Objectif visé: Recopiez le texte sur la prostitution de survie à Madagascar, depuis « Si sa taille » jusqu'à « l’activité économique reprenne. », en remplaçant « lavandières » par « blanchisseuses ».

Texte fourni:
Si sa taille a fondu, elle aimerait bien qu’il n’en soit pas de même pour ses enfants et qu’ils puissent manger à leur faim. En mars, la présidence a annoncé que les prostituées bénéficieraient de distributions de vivres dans le cadre du plan d’urgence social, au même titre que les chauffeurs de taxis ou les lavandières. Une aide, certes, mais Marie rêve surtout que l’activité économique reprenne.
Chaque matin, elle rejoint son poste dès 7 h 30 et n’en repart pas avant 19 heures, assise à son arrêt de bus « en short ou en jupe très courte » pour attirer l’œil. Car la concurrence est rude depuis le Covid-19. « Beaucoup d’amies de la campagne sont montées en ville pour faire la même chose. Je ne peux pas dire combien, mais beaucoup d’entre elles. C’est facile à faire, on n’a besoin de rien ni de personne. » En fin de semaine, elle doit d’ailleurs accueillir une de ses proches, qui débarque elle aussi de la campagne pour vendre, à 17 ans, ses charmes encore adolescents.
Même lorsque le confinement était strict, les policiers toléraient cette prostitution de survie. « Sans doute savent-ils qu’on n’a vraiment pas le choix », dit Marie. « La loi malgache interdit le proxénétisme, précise Olivia Rajerison, avocate spécialisée dans les droits des femmes. Mais la prostitution en elle-même n’est pas formellement interdite, exceptée la prostitution infantile, considérée comme crime pédophile. »
Une stratégie « de survie »

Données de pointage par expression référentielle

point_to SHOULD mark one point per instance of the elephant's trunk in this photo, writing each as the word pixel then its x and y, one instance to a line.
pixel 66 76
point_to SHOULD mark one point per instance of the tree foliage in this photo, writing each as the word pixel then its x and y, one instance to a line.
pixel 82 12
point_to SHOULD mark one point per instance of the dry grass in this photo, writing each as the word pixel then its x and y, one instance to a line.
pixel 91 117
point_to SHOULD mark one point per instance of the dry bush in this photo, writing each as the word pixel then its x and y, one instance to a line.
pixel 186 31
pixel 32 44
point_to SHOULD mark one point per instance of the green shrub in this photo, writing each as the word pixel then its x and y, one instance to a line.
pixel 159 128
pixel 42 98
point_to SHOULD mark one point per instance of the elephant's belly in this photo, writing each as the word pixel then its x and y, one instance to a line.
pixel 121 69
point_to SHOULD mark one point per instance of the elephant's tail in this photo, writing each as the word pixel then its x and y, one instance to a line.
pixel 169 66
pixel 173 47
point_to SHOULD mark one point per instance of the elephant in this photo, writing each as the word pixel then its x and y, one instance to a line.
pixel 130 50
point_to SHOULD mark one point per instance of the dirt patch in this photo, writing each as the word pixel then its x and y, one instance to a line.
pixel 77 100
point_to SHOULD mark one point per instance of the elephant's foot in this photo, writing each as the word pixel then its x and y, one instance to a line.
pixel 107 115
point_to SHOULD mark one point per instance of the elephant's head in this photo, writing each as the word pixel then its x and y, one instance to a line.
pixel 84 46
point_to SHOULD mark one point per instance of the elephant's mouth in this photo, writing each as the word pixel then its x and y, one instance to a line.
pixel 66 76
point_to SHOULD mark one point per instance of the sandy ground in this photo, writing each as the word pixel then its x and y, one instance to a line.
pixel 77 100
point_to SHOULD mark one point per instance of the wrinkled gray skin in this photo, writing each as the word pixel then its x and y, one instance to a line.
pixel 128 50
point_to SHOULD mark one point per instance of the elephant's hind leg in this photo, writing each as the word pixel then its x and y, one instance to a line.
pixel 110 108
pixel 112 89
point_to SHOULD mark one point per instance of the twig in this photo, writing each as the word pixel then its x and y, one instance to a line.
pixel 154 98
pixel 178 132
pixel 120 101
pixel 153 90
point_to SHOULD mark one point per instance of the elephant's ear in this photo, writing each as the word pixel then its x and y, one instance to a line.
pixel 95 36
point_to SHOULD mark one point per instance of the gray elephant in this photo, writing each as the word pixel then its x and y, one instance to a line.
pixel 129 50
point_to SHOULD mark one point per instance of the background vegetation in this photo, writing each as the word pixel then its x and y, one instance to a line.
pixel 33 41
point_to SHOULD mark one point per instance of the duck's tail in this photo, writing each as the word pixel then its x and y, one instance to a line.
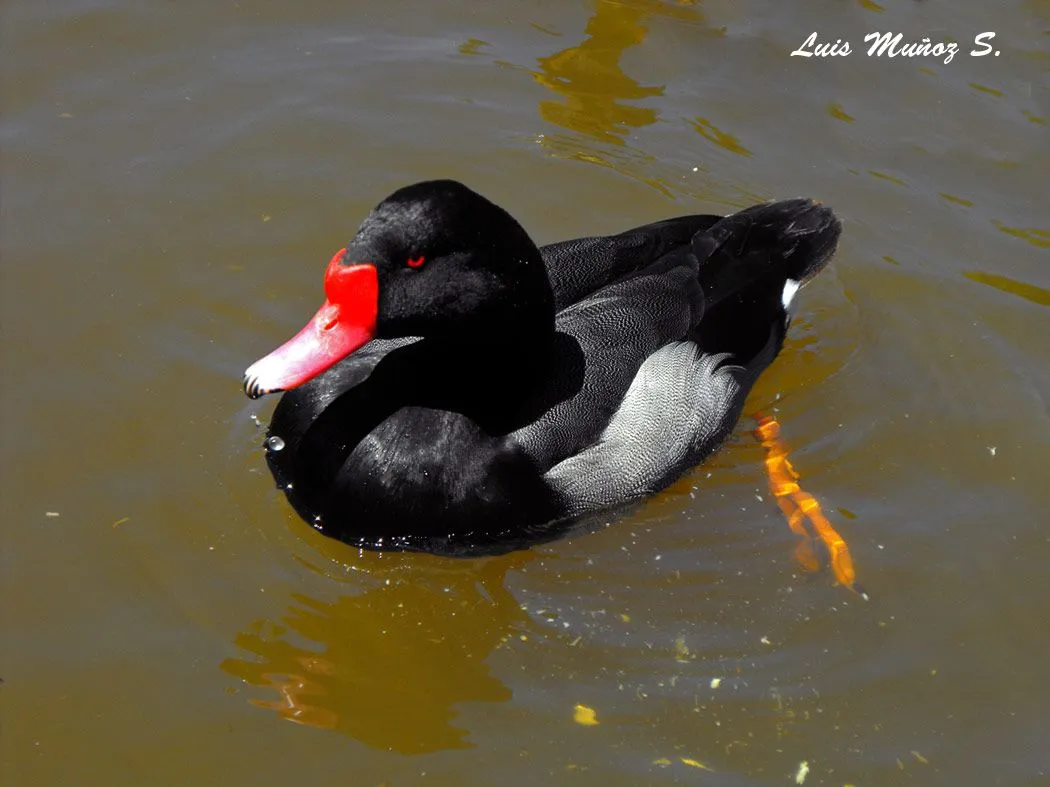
pixel 751 266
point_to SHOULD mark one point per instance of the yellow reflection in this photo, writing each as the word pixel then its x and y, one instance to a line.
pixel 719 137
pixel 390 665
pixel 839 113
pixel 589 81
pixel 1022 289
pixel 1040 238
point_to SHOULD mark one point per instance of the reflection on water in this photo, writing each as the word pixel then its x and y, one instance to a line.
pixel 590 82
pixel 726 141
pixel 592 89
pixel 387 666
pixel 1029 292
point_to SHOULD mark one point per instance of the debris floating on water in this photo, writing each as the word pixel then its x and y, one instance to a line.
pixel 803 770
pixel 585 716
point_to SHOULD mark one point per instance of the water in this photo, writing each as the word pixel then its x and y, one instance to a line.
pixel 176 175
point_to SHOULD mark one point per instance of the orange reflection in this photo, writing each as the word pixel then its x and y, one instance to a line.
pixel 389 666
pixel 588 77
pixel 798 506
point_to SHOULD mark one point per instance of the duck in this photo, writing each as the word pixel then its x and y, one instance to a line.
pixel 464 391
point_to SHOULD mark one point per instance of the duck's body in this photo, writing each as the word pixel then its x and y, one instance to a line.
pixel 547 384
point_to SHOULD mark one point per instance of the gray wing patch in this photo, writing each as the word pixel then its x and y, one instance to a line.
pixel 679 408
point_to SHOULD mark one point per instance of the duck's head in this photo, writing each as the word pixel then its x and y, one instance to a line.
pixel 434 260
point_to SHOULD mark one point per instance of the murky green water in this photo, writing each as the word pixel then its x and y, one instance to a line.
pixel 174 176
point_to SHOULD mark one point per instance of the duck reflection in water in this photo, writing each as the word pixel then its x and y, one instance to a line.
pixel 391 665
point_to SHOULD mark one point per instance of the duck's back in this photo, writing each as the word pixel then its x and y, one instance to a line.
pixel 579 268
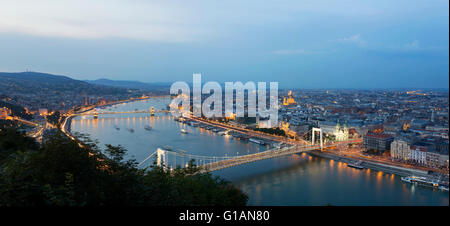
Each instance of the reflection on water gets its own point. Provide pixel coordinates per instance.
(291, 180)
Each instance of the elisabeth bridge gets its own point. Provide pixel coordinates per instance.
(171, 159)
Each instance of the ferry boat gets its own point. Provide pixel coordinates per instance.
(256, 141)
(421, 181)
(356, 165)
(222, 133)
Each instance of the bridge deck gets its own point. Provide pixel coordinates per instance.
(256, 157)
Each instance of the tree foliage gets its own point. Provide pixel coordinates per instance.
(61, 172)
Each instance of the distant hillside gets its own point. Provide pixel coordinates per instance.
(35, 82)
(130, 84)
(36, 90)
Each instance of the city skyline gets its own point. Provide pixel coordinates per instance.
(376, 45)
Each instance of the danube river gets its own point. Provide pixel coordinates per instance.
(290, 180)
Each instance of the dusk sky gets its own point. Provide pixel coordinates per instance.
(302, 44)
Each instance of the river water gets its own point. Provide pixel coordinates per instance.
(291, 180)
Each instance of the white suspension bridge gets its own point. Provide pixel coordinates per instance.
(171, 159)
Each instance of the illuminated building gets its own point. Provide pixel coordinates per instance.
(341, 134)
(289, 100)
(4, 113)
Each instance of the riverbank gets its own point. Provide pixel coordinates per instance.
(401, 171)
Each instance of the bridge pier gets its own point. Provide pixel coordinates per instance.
(314, 130)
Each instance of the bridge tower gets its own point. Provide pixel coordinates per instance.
(161, 157)
(314, 130)
(152, 111)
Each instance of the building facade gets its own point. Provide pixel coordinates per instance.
(379, 142)
(400, 149)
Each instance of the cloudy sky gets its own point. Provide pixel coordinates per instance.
(304, 44)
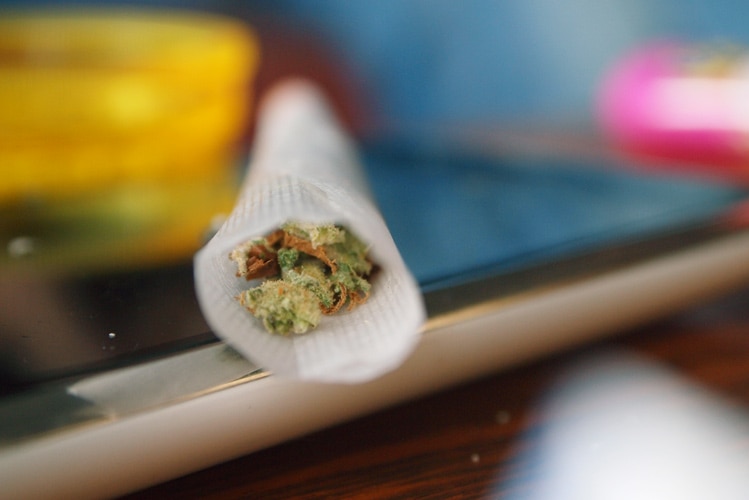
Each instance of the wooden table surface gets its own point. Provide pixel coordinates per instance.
(470, 442)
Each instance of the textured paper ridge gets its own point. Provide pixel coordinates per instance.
(305, 168)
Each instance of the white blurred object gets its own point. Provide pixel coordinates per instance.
(626, 429)
(305, 168)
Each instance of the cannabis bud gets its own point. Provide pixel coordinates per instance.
(309, 270)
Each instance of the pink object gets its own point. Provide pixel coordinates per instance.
(685, 104)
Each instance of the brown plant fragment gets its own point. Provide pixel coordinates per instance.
(288, 257)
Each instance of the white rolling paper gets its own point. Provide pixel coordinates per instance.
(305, 168)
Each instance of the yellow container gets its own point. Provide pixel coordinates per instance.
(119, 132)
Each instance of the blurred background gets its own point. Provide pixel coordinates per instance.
(422, 60)
(123, 137)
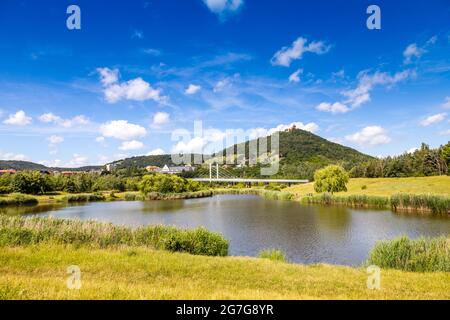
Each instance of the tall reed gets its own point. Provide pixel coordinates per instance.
(421, 255)
(20, 231)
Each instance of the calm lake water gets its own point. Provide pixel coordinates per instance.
(308, 234)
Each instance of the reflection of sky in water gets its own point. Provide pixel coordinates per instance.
(307, 234)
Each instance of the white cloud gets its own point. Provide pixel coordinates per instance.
(137, 34)
(67, 123)
(108, 76)
(225, 83)
(12, 156)
(160, 118)
(131, 145)
(223, 7)
(156, 152)
(334, 108)
(135, 89)
(286, 55)
(414, 52)
(54, 140)
(367, 82)
(433, 119)
(372, 135)
(192, 89)
(295, 76)
(122, 130)
(18, 119)
(446, 104)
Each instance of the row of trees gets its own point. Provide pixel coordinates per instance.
(34, 182)
(423, 162)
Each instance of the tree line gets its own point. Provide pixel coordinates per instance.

Réponse rédigée:
Si sa taille a fondu, elle aimerait bien qu’il n’en soit pas de même pour ses enfants et qu’ils puissent manger à leur faim. En mars, la présidence a annoncé que les prostituées bénéficieraient de distributions de vivres dans le cadre du plan d’urgence social, au même titre que les chauffeurs de taxis ou les blanchisseuses. Une aide, certes, mais Marie rêve surtout que l’activité économique reprenne.